Exercise brief:
Could you reproduce the data below with every "named above" changed to "listed above", keeping everything else the same and omitting the pictures?

Data listing:
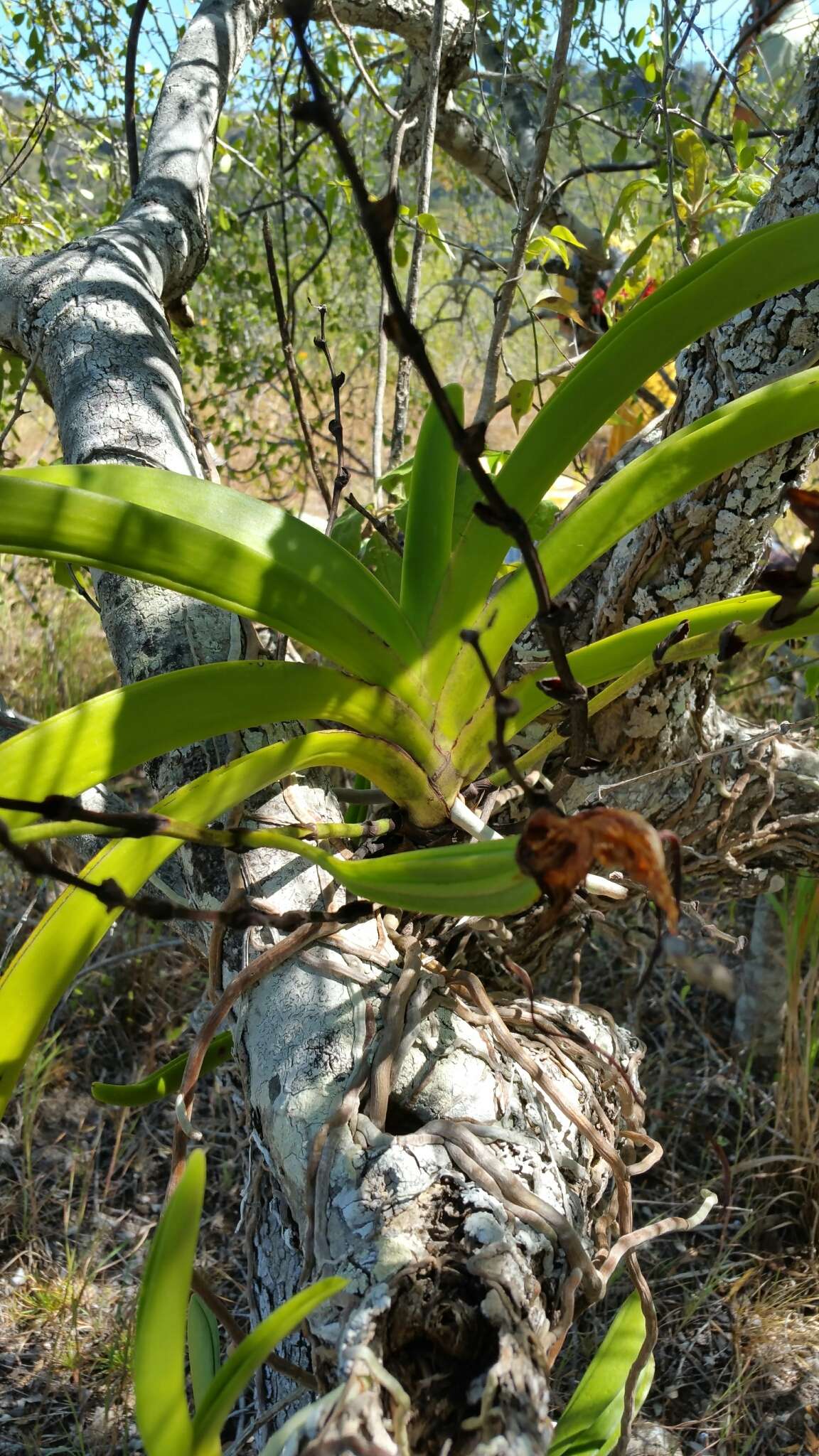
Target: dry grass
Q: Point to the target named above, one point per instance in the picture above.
(80, 1186)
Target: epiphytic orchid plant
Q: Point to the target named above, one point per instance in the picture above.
(412, 700)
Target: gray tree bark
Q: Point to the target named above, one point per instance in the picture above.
(452, 1158)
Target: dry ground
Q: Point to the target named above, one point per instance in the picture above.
(80, 1186)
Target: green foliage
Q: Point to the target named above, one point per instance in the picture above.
(591, 1423)
(165, 1081)
(168, 1321)
(417, 710)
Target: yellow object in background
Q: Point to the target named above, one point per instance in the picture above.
(637, 412)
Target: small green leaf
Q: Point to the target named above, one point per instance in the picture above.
(634, 258)
(242, 1365)
(566, 235)
(205, 1354)
(159, 1342)
(520, 401)
(695, 161)
(591, 1423)
(812, 680)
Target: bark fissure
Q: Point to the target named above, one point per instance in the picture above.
(433, 1197)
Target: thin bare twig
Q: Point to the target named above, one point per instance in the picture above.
(129, 87)
(378, 219)
(336, 424)
(60, 808)
(381, 372)
(530, 210)
(422, 205)
(28, 146)
(290, 366)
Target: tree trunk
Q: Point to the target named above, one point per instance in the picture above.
(454, 1160)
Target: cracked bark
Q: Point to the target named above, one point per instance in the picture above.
(455, 1276)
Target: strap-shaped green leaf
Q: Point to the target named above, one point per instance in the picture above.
(669, 471)
(203, 1347)
(284, 579)
(97, 740)
(159, 1342)
(59, 946)
(287, 542)
(240, 1368)
(165, 1081)
(738, 276)
(611, 657)
(591, 1423)
(427, 540)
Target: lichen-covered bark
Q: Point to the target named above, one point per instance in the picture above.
(446, 1235)
(452, 1158)
(712, 543)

Correct result:
Target: dry grass
Q: Point to the target listed above, one point per instance in the picture above.
(80, 1186)
Target: epiphytic orchid plant
Q: Point to the target listed above, one point per instance in the picture above.
(412, 700)
Target: gray tree bark
Q: Point to the target listed above, one point per instance in the picture above.
(452, 1158)
Target: dry ground
Q: Point to the target listed above, one point per instance in the picture above.
(80, 1186)
Target: green foliage
Q: Point to the target listed above, one point per instance in the picture above.
(591, 1423)
(165, 1081)
(168, 1321)
(417, 710)
Target: yellow object in background
Q: Point to the target listed above, one point per instance in the picture above.
(637, 412)
Target: small green leaf
Q: Point to the target listed above, one point per instance in the picture above.
(634, 258)
(242, 1365)
(566, 235)
(205, 1354)
(159, 1342)
(520, 401)
(695, 161)
(591, 1423)
(812, 680)
Target: bark fissure
Q: Point to the target listed above, one point per instance in the picture above.
(433, 1197)
Target: thin bare twig
Q: Point to the target listed above, one point per instance in the picture above.
(129, 87)
(378, 219)
(336, 424)
(60, 808)
(381, 372)
(530, 210)
(422, 205)
(28, 146)
(290, 366)
Target: tree trunk
Q: Point to the target listed above, one point per instance in the picture above.
(454, 1160)
Target: cracked bark
Q: Point to the target listed above, one point per instance in the picture above.
(455, 1276)
Target: strap-shaped green leaf
Q: Point to the target listed above, one point per instance in the picture above.
(669, 471)
(203, 1347)
(284, 579)
(97, 740)
(159, 1342)
(59, 946)
(287, 542)
(240, 1368)
(165, 1081)
(738, 276)
(611, 657)
(591, 1423)
(427, 540)
Target: lichen-covered bark
Q: Point to the target listed above, one point per instance in the picture above.
(446, 1235)
(452, 1158)
(712, 543)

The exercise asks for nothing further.